A verbatim copy of all the data is required; the pictures should not appear in it.

■ ■ ■ ■ ■ ■ ■

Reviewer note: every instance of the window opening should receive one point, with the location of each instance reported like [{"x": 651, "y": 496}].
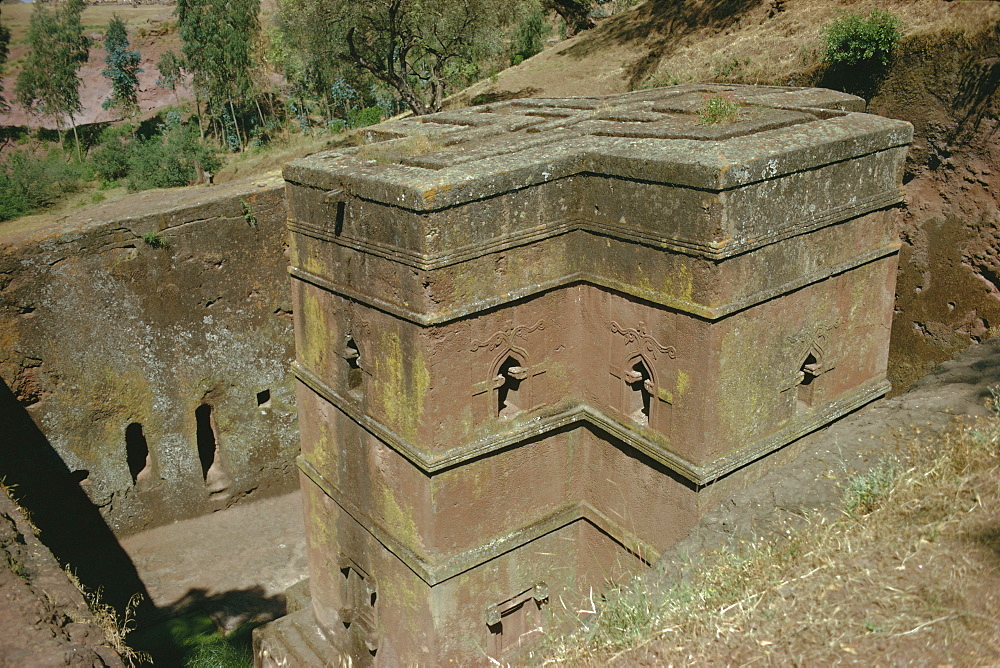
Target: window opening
[
  {"x": 207, "y": 446},
  {"x": 353, "y": 356},
  {"x": 508, "y": 383},
  {"x": 137, "y": 453},
  {"x": 510, "y": 621},
  {"x": 640, "y": 399},
  {"x": 208, "y": 453},
  {"x": 808, "y": 373},
  {"x": 263, "y": 398},
  {"x": 359, "y": 596}
]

■ ■ ■ ■ ■ ■ ■

:: WORKED SOLUTION ::
Reviewer note: every instance of the window opening should receive one point, with the location of each instance reported like [{"x": 651, "y": 496}].
Target: window opening
[
  {"x": 207, "y": 446},
  {"x": 353, "y": 356},
  {"x": 508, "y": 383},
  {"x": 137, "y": 453},
  {"x": 510, "y": 621},
  {"x": 640, "y": 399},
  {"x": 208, "y": 453},
  {"x": 808, "y": 373},
  {"x": 263, "y": 398},
  {"x": 359, "y": 596}
]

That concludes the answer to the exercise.